Exercise:
Reproduce all records verbatim.

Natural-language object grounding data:
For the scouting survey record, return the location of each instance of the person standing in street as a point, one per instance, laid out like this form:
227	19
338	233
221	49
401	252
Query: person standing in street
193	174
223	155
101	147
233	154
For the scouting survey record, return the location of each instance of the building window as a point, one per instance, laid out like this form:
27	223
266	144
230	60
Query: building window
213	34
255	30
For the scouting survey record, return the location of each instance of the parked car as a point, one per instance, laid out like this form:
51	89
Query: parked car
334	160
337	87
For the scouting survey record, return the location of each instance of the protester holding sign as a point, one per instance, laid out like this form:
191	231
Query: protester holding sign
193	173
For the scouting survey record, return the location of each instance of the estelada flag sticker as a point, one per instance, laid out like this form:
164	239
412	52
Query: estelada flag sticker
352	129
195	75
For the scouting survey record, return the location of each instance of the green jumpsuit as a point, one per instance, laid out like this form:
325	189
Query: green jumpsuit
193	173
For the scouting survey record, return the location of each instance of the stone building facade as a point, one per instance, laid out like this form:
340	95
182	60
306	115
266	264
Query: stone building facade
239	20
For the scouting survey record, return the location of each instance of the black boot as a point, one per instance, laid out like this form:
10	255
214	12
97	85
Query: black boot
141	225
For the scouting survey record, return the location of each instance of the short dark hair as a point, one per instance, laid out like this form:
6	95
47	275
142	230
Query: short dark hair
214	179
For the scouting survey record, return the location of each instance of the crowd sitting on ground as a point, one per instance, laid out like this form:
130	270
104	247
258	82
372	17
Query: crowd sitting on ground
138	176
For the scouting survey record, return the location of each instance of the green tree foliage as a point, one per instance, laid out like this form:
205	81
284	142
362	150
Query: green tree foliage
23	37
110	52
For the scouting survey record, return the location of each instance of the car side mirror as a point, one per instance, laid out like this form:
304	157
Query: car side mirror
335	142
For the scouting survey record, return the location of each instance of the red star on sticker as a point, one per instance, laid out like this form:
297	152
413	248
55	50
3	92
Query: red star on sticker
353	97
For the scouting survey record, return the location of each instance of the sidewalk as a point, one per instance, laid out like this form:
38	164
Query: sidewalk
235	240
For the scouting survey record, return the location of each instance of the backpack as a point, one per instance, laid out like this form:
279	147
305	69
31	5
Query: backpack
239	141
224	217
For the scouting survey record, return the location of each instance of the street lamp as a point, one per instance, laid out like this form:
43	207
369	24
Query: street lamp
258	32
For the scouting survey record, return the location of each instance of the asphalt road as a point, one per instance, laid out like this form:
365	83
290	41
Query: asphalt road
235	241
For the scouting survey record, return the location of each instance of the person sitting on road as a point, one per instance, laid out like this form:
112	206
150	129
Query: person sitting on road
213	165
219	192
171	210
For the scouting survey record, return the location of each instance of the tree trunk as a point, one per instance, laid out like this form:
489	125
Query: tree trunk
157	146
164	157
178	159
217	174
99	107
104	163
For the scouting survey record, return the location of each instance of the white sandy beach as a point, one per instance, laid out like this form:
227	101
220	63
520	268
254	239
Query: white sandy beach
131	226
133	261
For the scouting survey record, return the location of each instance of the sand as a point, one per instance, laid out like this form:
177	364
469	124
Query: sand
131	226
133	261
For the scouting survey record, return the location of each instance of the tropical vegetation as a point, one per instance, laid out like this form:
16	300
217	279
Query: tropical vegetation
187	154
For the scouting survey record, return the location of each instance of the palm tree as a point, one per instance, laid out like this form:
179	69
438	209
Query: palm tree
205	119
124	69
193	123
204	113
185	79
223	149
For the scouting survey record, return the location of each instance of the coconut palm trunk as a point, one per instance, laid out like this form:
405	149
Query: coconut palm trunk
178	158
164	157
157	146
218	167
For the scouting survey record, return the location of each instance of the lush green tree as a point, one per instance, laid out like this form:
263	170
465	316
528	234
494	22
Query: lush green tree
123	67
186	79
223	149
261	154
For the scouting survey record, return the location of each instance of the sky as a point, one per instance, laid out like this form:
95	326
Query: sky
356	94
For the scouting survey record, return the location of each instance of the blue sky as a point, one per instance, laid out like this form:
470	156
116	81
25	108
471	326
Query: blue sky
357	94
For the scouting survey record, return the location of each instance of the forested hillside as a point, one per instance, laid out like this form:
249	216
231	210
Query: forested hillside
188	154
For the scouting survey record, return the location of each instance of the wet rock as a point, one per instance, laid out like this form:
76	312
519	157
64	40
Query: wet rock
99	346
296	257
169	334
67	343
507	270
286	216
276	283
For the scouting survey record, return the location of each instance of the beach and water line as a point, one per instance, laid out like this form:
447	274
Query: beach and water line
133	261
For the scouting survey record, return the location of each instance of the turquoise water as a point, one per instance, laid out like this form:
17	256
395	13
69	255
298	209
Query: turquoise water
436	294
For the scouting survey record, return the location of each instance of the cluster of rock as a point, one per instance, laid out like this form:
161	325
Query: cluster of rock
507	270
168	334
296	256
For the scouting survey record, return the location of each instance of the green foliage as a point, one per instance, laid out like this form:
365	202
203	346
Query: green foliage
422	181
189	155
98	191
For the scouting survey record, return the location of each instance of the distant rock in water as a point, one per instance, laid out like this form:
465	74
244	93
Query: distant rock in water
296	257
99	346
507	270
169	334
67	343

Reply to the task:
For the scouting survey record, return the location of each instance of the person standing in street as a point, one per instance, laid out like this form:
227	19
338	233
221	49
401	252
Query: person standing in street
193	174
223	155
101	147
233	154
For the scouting survey record, return the location of each instance of the building window as a point, one per instance, laid out like this form:
27	223
266	144
230	60
Query: building window
213	34
255	30
For the scouting survey record, return the location of each instance of the parked car as a point, one per instance, laid out like this form:
51	89
Query: parked car
334	160
337	87
For the scouting survey record, return the location of each instance of the protester holding sign as a point, one per instance, laid out like this form:
191	231
Query: protester holding sign
193	173
For the scouting survey record, return the location of each instance of the estelada flag sticker as a point, one per instance, laid out like this form:
164	239
412	52
Query: estelada flag sticker
352	129
195	75
For the scouting survey record, return the location of each instance of the green jumpsuit as a point, one per instance, laid out like this form:
325	189
Query: green jumpsuit
193	173
For the scouting survey record, return the location of each instance of the stone building facade as a point, one per instance, laid out like this form:
340	95
182	60
306	115
266	264
Query: stone building facade
239	20
For the scouting survey record, return the location of each instance of the black boot as a point, one per instance, laid out like this form:
10	255
214	12
97	85
Query: black boot
141	225
For the scouting survey record, return the location of each instance of the short dark hair as a point, one per instance, laid out like this form:
6	95
47	275
142	230
Query: short dark hair
214	179
For the scouting survey record, return the location of each instance of the crowd sitting on ground as a point, one per instance, laid out like this form:
130	270
104	247
258	82
372	17
Query: crowd sitting on ground
138	176
For the scouting survey record, return the location of each instance of the green tree foliage as a point, one per instance, laid out like this form:
205	81
284	142
362	150
Query: green tree foliage
23	37
110	52
For the scouting survey record, return the location of each instance of the car side mirror as a point, one per instance, laid out like this form:
304	157
Query: car side mirror
335	142
For the scouting survey record, return the location of each instance of the red star on sticker as a point, one per instance, laid out like this form:
297	152
413	248
55	50
3	92
Query: red star on sticker
353	97
For the scouting survey record, return the location of each instance of the sidewalk as a point, one per instance, laid out like this form:
38	164
Query: sidewalk
235	240
For the scouting survey record, return the location of each instance of the backpack as a point, one per instance, laid out like this form:
279	147
305	69
31	5
Query: backpack
239	141
224	217
For the scouting survey record, return the location of each instance of the street lamp as a point, one per instance, laid out like this form:
43	207
369	24
Query: street lamp
258	32
For the scouting survey record, return the location of each instance of the asphalt road as a point, one per instance, laid out like this form:
365	83
290	41
Query: asphalt road
235	241
For the scouting survey record, return the location of each instance of the person sitting on road as a point, one per instance, laid out like this form:
112	206
150	129
Query: person sitting on road
213	165
219	192
171	210
For the scouting survey record, return the location of each instance of the tree trunk as a point, one per instance, laid out like this form:
489	125
Query: tree trunk
157	146
164	157
178	159
217	174
99	107
104	163
For the scouting survey record, return the location of each instance of the white sandy beach as a point, one per instance, laid out like this form:
227	101
220	63
520	268
254	239
Query: white sandy beach
131	226
133	261
For the scouting survey record, return the location of each instance of the sand as a point, one per instance, laid out like this form:
177	364
469	124
Query: sand
131	226
133	261
For the scouting survey record, return the location of each instance of the tropical vegetation as a point, one per instance, laid out like this form:
16	300
217	279
Query: tropical vegetation
187	154
For the scouting survey record, return the location of each instance of the palm tree as a point, one per instance, laid out like this form:
179	69
438	209
Query: palm tree
205	119
124	69
193	123
204	113
185	79
223	149
For the scouting survey record, return the location of each instance of the coconut palm trunk as a point, one per instance, laid out like this form:
405	149
Query: coconut palm trunk
178	158
164	157
157	146
218	167
For the scouting survey record, return the location of each instance of the lush green tree as a point, one per instance, laid out like this form:
263	170
465	316
528	234
494	22
Query: lush green tree
123	67
186	79
223	149
261	154
For the scouting survey record, return the location of each instance of the sky as a point, one per instance, laid out like this form:
95	326
Query: sky
356	94
For the scouting survey record, return the location of each instance of the blue sky as a point, one per instance, laid out like this form:
470	156
116	81
25	108
471	326
Query: blue sky
357	94
For the scouting survey record, return the location of each instance of the forested hillside as a point, one per instance, laid out like this form:
249	216
231	210
Query: forested hillside
188	154
For the scouting survey record, return the location of each instance of the wet rock as a point, one per instance, laid out like this form:
76	312
519	157
64	40
Query: wet rock
99	346
296	257
169	334
67	343
507	270
286	216
276	283
For the scouting survey record, return the location of each instance of the beach and water line as a point, one per instance, laid out like this form:
447	274
Query: beach and water line
133	261
For the scouting survey record, return the location of each instance of the turquoise water as a point, one per instance, laid out like this form:
17	256
395	13
69	255
298	209
Query: turquoise water
436	294
For the scouting survey record, return the location of each instance of the cluster of rock as a point, one per instance, laid out like this form:
161	325
Query: cluster of rock
507	270
168	334
296	256
For the scouting survey record, return the location of each instance of the green foliage as a point, one per instance, laid out like this form:
365	202
203	346
Query: green foliage
422	181
189	155
98	191
For the scouting survey record, return the location of each instance of the distant rock in water as a point, one per instance, laid out like this form:
465	74
244	93
Query: distant rock in water
296	257
99	346
507	270
169	334
67	343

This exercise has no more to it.